GIVEN PROBLEM:
Write out the data below word for word, leaving out any pictures.
#####
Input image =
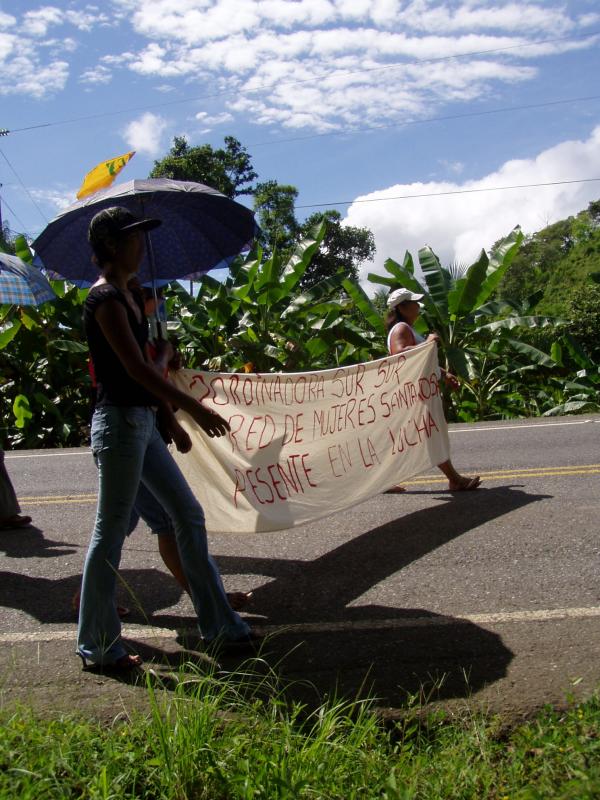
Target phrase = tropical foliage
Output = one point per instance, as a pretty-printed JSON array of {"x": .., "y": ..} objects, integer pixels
[
  {"x": 511, "y": 361},
  {"x": 45, "y": 389},
  {"x": 485, "y": 340},
  {"x": 260, "y": 320}
]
#####
SOLVED PROBLEM:
Input image =
Target phrase = tropical foliage
Output = one point per instance, as a pretty-printed JSON array of {"x": .., "y": ..} objects, integer pixels
[
  {"x": 511, "y": 361},
  {"x": 45, "y": 389},
  {"x": 485, "y": 340},
  {"x": 260, "y": 320}
]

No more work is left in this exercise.